┌──

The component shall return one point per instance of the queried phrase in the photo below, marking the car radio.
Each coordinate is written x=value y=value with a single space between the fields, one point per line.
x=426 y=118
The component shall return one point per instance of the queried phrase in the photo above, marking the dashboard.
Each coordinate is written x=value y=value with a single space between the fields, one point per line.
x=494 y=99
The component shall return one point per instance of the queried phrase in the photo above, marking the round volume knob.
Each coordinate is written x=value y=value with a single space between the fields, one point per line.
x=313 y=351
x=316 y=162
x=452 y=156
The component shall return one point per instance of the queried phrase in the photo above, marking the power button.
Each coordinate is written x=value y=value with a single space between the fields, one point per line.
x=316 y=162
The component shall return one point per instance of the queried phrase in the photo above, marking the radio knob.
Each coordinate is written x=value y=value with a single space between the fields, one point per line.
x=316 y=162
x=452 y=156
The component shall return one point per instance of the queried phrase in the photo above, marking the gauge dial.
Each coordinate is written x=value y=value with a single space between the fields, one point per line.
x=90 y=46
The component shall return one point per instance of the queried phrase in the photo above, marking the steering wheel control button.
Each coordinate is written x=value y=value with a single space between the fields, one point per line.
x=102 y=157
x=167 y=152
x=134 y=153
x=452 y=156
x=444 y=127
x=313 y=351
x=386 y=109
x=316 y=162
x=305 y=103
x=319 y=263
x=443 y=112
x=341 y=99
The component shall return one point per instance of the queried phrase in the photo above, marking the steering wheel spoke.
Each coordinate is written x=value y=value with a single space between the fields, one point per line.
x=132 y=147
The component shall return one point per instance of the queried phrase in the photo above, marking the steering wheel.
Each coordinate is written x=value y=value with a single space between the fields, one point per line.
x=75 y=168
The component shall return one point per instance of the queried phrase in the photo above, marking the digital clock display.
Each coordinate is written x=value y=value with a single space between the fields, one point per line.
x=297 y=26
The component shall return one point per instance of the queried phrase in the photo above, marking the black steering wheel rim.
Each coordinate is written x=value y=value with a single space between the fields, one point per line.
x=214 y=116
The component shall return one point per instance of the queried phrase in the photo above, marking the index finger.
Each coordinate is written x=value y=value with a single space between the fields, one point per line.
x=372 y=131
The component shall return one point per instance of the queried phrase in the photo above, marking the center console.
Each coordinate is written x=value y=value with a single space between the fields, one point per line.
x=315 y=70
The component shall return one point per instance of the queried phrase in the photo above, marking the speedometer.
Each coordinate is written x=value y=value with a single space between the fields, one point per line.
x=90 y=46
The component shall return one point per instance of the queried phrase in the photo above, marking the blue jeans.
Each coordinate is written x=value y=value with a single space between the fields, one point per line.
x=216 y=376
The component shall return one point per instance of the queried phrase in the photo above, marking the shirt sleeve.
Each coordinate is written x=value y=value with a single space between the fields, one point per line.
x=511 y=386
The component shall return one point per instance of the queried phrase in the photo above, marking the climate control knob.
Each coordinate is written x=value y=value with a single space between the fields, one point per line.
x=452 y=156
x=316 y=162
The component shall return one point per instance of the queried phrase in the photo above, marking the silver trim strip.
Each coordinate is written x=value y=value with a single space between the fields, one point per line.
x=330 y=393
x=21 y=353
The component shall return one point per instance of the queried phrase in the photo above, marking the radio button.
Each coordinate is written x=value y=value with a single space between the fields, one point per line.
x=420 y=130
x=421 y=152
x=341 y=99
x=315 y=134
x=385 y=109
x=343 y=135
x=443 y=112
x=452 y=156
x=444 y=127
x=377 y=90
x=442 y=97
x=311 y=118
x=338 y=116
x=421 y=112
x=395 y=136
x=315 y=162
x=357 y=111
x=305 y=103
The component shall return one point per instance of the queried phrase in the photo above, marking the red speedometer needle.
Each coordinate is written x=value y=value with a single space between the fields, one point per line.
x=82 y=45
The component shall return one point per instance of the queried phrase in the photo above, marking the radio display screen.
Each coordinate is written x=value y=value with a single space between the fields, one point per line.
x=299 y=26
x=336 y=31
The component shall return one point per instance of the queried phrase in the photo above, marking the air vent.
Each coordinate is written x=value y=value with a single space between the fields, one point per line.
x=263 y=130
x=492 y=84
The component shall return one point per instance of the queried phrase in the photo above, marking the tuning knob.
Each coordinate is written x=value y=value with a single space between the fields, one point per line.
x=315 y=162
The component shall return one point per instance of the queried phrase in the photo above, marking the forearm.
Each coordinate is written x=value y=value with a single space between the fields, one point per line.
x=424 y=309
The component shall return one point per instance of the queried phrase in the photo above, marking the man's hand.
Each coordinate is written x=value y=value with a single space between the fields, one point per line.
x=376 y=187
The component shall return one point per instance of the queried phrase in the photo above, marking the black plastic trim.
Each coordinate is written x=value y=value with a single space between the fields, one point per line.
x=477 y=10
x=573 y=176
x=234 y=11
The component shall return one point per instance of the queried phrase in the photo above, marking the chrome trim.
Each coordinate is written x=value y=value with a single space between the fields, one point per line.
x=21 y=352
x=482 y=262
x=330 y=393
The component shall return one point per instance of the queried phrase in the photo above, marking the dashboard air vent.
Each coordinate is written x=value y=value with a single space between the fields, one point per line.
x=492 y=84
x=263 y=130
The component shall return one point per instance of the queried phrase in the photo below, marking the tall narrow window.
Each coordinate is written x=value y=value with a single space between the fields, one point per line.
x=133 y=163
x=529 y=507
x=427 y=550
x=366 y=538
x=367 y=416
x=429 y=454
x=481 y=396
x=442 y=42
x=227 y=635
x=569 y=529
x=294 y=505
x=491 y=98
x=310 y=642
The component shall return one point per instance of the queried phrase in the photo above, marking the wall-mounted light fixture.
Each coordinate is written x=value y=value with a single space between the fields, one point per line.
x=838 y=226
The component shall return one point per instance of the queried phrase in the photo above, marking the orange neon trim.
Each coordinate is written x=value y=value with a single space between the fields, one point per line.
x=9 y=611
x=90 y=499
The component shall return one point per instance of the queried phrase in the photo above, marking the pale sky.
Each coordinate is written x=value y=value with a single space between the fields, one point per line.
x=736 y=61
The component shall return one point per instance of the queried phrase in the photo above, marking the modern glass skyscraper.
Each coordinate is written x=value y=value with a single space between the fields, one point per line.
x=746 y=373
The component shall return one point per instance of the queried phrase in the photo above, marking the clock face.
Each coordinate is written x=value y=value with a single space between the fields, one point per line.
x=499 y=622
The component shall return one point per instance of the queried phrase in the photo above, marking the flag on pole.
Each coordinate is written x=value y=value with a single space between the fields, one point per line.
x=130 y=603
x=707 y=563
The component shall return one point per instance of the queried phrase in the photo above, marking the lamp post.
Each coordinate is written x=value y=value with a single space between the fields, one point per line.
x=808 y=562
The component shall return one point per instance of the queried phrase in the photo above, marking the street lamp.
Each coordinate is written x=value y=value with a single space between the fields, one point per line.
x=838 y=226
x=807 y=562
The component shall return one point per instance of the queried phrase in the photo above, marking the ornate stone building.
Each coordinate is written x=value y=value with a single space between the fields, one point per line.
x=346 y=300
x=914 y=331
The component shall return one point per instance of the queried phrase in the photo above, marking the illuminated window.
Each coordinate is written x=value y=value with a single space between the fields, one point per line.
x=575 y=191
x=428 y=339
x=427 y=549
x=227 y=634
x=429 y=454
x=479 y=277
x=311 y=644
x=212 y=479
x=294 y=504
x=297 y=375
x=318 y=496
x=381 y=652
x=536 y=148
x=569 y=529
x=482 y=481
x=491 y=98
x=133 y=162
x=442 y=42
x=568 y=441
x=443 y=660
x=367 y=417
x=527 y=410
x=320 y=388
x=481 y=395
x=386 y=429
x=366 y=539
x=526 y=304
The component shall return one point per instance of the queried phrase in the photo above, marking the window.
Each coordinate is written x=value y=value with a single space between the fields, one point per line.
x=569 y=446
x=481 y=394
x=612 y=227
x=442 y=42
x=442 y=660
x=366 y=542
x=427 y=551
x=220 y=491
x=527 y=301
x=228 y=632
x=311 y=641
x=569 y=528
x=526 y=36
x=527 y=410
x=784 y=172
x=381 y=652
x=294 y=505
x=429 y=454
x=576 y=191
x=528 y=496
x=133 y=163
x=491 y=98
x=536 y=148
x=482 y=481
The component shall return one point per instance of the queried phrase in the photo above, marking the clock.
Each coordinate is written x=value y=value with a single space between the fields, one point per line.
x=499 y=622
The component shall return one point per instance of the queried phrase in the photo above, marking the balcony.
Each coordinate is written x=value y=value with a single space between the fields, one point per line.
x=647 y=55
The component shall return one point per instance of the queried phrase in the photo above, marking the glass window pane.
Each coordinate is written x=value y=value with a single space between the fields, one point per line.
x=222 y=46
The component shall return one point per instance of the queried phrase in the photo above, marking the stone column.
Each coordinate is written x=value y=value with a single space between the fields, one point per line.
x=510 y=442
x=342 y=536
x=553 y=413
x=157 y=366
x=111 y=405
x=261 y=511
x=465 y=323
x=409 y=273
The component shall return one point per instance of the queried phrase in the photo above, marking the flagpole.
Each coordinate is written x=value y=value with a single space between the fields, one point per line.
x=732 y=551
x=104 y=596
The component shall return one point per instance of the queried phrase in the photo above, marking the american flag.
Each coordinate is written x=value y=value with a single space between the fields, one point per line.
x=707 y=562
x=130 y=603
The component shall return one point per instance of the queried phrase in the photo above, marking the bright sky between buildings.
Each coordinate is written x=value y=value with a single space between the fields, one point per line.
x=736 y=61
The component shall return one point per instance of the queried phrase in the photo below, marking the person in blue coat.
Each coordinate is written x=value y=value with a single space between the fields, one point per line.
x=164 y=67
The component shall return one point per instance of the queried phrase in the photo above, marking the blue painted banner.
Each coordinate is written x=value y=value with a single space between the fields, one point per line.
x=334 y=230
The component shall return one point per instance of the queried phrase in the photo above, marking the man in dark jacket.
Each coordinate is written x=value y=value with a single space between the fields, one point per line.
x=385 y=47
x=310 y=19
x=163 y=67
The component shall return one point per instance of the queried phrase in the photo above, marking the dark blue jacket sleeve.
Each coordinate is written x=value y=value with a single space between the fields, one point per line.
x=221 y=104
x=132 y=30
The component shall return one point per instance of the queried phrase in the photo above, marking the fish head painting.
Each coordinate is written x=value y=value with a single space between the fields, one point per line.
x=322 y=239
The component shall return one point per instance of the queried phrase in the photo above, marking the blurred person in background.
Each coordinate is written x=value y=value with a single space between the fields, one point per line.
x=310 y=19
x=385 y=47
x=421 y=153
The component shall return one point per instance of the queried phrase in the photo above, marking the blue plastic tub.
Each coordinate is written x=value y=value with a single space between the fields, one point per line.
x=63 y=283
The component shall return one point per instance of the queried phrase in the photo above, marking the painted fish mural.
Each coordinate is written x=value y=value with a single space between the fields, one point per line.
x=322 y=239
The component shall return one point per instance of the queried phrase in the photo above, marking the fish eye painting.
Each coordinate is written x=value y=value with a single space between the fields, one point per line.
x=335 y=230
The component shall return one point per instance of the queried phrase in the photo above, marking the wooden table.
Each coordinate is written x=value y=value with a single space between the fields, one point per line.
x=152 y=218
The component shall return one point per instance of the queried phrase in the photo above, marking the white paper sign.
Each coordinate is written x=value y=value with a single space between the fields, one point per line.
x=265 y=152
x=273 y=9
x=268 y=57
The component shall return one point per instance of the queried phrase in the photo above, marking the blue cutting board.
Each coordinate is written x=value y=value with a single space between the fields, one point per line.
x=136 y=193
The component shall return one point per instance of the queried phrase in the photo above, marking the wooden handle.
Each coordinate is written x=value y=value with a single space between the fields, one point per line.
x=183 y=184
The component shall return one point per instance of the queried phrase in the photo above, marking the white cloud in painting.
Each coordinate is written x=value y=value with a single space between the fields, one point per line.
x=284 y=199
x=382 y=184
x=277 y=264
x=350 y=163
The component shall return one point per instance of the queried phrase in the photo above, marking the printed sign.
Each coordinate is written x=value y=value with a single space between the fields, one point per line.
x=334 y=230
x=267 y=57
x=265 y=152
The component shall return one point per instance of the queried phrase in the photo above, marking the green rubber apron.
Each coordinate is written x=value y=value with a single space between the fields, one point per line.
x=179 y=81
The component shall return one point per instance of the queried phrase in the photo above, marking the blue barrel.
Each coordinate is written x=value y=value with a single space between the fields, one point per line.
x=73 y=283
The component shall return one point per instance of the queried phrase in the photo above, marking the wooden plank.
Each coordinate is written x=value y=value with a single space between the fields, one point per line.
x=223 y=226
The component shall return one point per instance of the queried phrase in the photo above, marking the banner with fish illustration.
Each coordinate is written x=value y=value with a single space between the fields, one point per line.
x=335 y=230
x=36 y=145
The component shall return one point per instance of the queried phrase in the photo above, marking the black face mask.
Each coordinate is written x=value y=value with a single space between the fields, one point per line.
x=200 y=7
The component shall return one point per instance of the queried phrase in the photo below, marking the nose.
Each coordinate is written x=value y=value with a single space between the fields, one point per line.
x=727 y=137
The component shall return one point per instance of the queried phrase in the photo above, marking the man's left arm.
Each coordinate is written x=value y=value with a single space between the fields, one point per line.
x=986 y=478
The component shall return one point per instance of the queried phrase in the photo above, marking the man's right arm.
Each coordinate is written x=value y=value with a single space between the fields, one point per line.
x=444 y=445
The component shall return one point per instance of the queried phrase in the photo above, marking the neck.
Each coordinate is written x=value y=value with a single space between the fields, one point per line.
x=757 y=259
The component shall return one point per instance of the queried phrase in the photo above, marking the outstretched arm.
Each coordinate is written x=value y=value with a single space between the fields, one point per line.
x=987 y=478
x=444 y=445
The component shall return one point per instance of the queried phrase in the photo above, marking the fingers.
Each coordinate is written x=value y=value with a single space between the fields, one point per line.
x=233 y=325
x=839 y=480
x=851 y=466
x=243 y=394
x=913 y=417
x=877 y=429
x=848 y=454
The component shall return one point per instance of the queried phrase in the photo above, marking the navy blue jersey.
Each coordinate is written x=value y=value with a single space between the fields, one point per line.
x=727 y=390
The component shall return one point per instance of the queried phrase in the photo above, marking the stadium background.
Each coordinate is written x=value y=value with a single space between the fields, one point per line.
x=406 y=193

└──

Rewrite the data above as a two-column CSV with the header input,output. Begin at the line that has "the wooden table." and stop after the line that has "x=223 y=226". Each row puts one two-line instruction in input and the coordinate lines that follow it in output, with each field quoted and its line breaks turned into spaces.

input,output
"The component shall return one point per instance of the queried phrase in the photo above, marking the wooden table. Each coordinate is written x=value y=value with a single space between the fields, one point per line.","x=152 y=218"
"The component shall return one point per instance of the queried phrase in the photo above, marking the white paper sign. Each coordinate is written x=value y=value with a single space between the fields, one point per line.","x=265 y=152 x=273 y=9 x=268 y=57"
"The component shall return one point per instance of the queried phrase in the photo above, marking the blue cutting board. Each coordinate is written x=value y=value with a single space between the fields, one point per line.","x=136 y=193"
"The component shall return one point per instance of the queried phrase in the photo above, marking the wooden handle. Each coordinate is written x=value y=value with a single space between the fields, one point per line.","x=183 y=184"
"The component shall return one point per instance of the queried phrase in the photo above, marking the white cloud in painting. Each coordinate is written x=value y=value with a single space between the fields, one point per line.","x=284 y=199 x=382 y=184 x=277 y=264 x=350 y=163"
"The component shall return one point per instance of the queried phrase in the photo above, marking the printed sign. Each coordinate is written x=value y=value with a single space between the fields, one point per line.","x=334 y=230 x=267 y=57 x=265 y=152"
"The component shall return one point per instance of the queried phrase in the photo above, marking the green rubber apron. Each coordinate is written x=value y=value with a single space between the fields, one point per line.","x=179 y=81"
"The component shall return one point per instance of the queried phrase in the photo above, marking the blue barrel. Each coordinate is written x=value y=value with a single space between the fields, one point per line.","x=73 y=283"
"The component shall return one point per instance of the queried phrase in the photo above, marking the wooden plank. Each coordinate is written x=value y=value with a single space between the fields, one point per line.","x=223 y=226"